- DIRECTION:
Put the data below into a numbered list, one line per item, with blank lines left out. Leave the pictures out of your answer.

- ENTRIES:

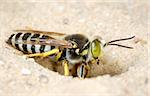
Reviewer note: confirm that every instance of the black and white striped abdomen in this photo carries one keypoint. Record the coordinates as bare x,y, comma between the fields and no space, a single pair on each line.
28,48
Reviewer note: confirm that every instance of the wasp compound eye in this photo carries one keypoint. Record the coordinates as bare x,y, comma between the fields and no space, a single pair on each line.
96,48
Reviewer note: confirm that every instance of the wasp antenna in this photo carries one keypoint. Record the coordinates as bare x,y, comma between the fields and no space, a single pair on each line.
121,46
121,39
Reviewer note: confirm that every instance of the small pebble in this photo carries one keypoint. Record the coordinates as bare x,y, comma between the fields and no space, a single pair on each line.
66,21
43,79
1,62
25,71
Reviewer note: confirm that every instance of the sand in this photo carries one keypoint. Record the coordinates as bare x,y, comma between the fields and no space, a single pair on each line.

- ANSWER TO THIS EXERCISE:
1. Reviewer note: confirm that every instance of the black and white striped abdomen in this photo carries one keypoint. Record the coordinates as bare x,y, comma between the fields and no space, a single pair on each line.
2. 28,48
3. Reviewer note: confirm that every instance of the wasp compound eye in this photo carries one keypoint. Record the coordinates as bare x,y, comma between the fields and no space, a single pair on each line.
4. 96,48
5. Reviewer note: confirm that every instance of the wasp antenna in this photo carries one keypoint. Record the coordinates as bare x,y, comma between the fields and no space, a single pair on each line.
6. 121,46
7. 121,39
8. Reviewer note: confirm that every instance of the small pebble in this photo carries one keypoint. Record the coordinates as bare x,y, comma between the fields and no space, a single pair on each line.
9. 66,21
10. 43,79
11. 1,62
12. 25,71
13. Reviewer note: confirm that every instance of the sand in this photo carries one keypoint. Record the coordinates as bare x,y, comma between the fields and no space, a single pair on each line.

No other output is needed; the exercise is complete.